- **Text segment**
━━━
Studio album by Coleman Hawkins with the Red Garland Trio
- Released: 1959
- Recorded: August 12, 1959
- Studio: Van Gelder, Englewood Cliffs, New Jersey
- Genre: Jazz
- Label: Swingville SVLP 2001

Coleman Hawkins chronology
| Hawk Eyes (1959) | Coleman Hawkins with the Red Garland Trio (1959) | Coleman Hawkins All Stars (1960) |

Red Garland chronology
| Red in Bluesville (1959) | Coleman Hawkins with the Red Garland Trio (1959) | Satin Doll (1959) |

= Coleman Hawkins with the Red Garland Trio =

Coleman Hawkins with the Red Garland Trio (also referred to as Swingville 2001) is an album by saxophonist Coleman Hawkins with pianist Red Garland's trio recorded August 12, 1959 and released on the Swingville label.

==Reception==

The Allmusic review by Scott Yanow stated: "One of Hawkins's better Prestige sessions (originally on its Swingville subsidiary) finds him fronting a then-modern rhythm section for a variety of basic originals."
━━━
- **Information provided**

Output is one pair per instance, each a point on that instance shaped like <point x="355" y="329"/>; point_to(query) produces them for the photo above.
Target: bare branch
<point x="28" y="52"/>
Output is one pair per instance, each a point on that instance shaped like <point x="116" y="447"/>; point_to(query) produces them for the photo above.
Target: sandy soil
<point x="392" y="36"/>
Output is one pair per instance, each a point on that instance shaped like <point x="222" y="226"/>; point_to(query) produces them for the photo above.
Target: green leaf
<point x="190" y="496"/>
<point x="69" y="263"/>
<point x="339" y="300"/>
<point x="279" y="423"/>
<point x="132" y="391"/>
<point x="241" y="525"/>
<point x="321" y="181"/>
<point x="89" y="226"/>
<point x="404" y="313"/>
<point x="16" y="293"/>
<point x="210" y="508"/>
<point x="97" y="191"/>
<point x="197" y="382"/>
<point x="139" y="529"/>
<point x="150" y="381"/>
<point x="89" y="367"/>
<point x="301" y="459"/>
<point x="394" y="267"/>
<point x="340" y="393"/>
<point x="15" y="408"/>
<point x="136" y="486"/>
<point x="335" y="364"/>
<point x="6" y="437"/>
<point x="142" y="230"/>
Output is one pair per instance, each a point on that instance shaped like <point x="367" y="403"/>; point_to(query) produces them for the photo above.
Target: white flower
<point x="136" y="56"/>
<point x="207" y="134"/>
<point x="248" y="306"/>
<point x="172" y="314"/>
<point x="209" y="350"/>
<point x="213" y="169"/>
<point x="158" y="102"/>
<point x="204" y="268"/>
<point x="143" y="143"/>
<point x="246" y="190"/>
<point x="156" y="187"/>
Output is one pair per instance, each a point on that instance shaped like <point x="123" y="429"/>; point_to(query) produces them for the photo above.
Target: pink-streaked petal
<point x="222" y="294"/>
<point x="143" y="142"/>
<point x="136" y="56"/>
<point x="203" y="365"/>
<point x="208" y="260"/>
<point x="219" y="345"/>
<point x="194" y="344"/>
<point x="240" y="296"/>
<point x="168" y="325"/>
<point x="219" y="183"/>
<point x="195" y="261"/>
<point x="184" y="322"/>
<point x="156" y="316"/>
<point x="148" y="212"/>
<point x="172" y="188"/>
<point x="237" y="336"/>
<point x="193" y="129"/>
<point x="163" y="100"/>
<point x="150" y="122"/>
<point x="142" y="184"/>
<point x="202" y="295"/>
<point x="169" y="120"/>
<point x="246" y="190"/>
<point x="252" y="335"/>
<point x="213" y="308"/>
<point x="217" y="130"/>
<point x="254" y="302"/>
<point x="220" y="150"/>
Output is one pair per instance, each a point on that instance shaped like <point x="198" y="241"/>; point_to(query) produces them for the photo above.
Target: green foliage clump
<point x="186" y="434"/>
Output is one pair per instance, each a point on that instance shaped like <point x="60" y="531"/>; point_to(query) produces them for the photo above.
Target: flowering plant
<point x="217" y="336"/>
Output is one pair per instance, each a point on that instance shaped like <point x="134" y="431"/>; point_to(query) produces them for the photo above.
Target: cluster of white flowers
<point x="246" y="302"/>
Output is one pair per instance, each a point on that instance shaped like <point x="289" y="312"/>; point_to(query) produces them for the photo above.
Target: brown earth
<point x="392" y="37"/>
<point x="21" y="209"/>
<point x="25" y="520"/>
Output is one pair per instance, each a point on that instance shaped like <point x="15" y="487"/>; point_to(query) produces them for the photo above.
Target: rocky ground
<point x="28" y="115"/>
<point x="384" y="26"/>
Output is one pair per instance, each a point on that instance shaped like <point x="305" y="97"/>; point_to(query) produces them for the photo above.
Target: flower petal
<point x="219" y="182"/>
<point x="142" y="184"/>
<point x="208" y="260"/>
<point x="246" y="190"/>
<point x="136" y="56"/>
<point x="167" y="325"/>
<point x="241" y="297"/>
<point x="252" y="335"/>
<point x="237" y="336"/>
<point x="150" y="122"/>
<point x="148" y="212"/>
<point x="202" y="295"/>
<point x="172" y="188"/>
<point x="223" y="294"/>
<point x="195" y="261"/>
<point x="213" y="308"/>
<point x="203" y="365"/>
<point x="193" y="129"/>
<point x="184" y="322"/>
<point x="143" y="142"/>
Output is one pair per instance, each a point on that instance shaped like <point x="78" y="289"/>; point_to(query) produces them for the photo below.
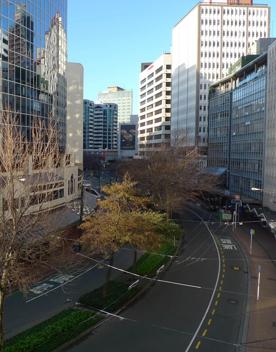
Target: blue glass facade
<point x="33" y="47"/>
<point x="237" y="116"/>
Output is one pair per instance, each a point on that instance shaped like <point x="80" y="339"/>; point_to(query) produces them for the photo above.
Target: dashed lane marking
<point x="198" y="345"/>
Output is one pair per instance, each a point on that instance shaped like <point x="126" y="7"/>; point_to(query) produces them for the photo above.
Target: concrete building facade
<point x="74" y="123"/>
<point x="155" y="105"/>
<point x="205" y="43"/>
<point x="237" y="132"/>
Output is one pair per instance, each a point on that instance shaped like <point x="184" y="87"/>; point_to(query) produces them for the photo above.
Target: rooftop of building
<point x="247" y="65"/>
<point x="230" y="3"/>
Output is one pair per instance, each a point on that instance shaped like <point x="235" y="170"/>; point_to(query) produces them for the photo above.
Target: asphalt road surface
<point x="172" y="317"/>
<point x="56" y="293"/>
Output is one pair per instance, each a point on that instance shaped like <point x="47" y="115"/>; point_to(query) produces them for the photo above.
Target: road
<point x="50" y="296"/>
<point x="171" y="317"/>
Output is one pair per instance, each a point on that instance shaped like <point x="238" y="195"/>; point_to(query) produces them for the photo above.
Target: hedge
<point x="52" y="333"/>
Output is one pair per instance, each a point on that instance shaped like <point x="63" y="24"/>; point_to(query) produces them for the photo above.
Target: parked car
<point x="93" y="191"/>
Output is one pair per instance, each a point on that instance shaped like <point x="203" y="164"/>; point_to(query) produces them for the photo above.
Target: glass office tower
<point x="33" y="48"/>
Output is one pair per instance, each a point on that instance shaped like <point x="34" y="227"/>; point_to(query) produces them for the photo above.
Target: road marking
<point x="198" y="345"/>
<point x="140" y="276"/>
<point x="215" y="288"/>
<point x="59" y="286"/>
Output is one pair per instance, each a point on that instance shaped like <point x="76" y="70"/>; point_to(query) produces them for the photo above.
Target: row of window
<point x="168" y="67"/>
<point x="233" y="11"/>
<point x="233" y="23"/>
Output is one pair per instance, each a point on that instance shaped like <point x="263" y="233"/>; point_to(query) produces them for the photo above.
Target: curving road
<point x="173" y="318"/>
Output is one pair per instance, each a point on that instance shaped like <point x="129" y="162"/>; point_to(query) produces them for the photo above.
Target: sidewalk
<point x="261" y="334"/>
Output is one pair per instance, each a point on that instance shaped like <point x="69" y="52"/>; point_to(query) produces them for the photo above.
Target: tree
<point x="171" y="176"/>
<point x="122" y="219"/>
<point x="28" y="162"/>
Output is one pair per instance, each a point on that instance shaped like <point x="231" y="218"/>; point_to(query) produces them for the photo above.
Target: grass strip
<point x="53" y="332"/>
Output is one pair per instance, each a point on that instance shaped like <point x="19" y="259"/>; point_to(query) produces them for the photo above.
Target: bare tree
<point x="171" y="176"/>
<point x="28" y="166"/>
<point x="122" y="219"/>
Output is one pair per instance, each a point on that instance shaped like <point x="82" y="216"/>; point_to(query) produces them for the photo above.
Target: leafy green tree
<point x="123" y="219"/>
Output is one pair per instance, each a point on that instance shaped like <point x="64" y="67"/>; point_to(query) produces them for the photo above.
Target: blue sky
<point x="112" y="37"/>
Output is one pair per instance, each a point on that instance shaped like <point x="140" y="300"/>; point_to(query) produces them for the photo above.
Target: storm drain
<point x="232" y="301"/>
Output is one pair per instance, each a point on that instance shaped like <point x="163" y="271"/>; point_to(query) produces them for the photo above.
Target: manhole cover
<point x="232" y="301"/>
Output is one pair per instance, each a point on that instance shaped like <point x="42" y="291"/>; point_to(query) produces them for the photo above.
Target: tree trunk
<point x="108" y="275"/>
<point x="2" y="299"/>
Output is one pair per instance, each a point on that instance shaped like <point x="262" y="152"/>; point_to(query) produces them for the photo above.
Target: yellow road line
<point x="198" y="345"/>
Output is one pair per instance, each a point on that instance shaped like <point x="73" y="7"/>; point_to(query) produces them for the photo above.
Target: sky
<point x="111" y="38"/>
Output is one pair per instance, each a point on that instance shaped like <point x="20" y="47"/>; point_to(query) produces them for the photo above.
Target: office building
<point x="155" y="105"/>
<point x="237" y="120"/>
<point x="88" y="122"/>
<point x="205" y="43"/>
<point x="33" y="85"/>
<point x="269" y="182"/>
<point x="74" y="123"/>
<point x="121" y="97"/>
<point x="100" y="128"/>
━━━
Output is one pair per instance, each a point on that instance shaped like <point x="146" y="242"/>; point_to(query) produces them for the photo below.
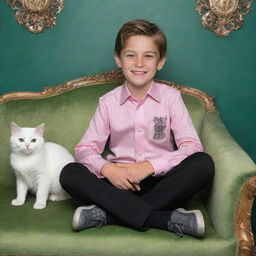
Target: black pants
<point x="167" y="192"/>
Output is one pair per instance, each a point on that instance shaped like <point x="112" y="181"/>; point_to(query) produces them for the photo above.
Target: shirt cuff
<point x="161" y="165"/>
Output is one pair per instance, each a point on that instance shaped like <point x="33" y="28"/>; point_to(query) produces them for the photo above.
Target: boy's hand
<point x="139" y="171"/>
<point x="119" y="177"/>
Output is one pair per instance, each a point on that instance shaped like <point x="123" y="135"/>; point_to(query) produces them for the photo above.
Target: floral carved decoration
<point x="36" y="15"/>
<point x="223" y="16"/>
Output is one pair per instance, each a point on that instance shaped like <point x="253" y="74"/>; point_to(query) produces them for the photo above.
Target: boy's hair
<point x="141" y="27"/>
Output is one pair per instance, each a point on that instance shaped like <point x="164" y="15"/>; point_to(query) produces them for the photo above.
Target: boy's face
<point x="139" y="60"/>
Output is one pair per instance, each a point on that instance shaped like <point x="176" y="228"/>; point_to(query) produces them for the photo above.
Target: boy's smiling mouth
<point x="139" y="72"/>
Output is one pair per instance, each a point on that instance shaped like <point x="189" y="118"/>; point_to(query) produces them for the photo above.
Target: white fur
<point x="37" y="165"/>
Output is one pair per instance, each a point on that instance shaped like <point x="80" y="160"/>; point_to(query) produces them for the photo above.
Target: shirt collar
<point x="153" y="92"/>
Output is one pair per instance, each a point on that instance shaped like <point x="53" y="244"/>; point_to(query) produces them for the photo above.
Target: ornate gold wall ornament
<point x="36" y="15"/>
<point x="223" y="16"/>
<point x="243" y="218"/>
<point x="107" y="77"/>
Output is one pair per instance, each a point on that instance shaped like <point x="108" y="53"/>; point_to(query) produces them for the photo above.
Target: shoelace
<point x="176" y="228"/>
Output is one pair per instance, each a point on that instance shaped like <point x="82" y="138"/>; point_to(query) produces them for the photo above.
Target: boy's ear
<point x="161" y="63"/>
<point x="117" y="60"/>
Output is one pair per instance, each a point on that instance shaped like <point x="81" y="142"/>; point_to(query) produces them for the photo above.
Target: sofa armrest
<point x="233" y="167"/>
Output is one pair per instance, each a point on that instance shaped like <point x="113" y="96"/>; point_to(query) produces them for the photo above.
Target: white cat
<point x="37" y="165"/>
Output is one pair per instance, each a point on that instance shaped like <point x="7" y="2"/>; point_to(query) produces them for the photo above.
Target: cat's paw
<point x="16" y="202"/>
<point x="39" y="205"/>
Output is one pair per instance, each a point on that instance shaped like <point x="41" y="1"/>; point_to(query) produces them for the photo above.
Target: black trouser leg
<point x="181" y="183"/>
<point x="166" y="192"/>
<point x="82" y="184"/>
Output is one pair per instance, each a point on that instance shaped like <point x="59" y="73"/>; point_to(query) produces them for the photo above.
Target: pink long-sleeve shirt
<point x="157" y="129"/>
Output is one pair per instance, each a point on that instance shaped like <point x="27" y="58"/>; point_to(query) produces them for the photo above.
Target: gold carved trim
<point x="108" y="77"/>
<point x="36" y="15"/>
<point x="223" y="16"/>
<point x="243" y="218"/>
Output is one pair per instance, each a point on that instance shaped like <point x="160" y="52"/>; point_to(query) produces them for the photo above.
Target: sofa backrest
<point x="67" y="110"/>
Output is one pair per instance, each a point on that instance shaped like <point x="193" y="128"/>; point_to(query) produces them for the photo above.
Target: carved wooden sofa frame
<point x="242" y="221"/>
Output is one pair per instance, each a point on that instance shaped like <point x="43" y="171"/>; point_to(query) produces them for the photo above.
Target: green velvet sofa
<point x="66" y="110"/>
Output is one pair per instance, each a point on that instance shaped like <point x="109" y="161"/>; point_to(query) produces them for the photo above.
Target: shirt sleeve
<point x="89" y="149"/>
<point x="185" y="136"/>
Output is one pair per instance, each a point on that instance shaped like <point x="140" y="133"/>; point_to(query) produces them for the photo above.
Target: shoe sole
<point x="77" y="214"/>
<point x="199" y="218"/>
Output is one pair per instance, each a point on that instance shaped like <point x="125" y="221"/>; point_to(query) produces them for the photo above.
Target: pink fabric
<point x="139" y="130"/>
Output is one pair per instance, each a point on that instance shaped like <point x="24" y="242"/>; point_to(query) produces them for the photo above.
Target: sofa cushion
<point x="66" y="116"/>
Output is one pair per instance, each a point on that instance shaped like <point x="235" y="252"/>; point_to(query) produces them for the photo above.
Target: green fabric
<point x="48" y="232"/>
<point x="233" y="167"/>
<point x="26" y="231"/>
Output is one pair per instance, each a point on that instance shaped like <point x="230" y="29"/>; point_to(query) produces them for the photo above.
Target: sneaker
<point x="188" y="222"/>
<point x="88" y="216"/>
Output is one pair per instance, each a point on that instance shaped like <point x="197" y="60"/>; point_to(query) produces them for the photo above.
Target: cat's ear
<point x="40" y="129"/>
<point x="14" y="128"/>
━━━
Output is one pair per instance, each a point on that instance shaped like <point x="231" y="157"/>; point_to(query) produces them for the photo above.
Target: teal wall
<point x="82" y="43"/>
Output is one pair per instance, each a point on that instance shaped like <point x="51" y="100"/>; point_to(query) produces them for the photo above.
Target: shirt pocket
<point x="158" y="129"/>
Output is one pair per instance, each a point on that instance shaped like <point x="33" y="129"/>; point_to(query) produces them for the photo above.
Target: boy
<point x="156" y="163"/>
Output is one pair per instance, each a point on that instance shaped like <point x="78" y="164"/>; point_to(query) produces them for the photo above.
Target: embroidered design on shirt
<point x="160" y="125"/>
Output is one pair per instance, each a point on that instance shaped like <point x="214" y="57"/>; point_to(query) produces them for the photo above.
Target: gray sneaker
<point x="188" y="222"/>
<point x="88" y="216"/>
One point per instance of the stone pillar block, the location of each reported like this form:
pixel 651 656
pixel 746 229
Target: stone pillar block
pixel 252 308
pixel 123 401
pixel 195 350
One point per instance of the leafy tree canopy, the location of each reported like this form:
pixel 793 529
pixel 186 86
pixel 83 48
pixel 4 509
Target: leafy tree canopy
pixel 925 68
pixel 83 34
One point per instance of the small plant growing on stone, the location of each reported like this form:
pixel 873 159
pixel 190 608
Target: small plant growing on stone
━━━
- **Problems to work on**
1 – According to the album article, why can the quoted review describe this record as a Prestige session when it was released on the Swingville label? Answer in one to three sentences.
2 – Identify every line in the rows that contains the string "green". Case counts.
The album article and the rows are separate material with no connection to each other.

- **Set of answers**
1 – The review explains that the session originally came out on Swingville, which it identifies as a subsidiary of Prestige. That makes the record a Prestige session even though it carries the Swingville label.

2 –
Target: green leaf
Target: green foliage clump
Target: leafy green tree
Target: green velvet sofa
Target: green fabric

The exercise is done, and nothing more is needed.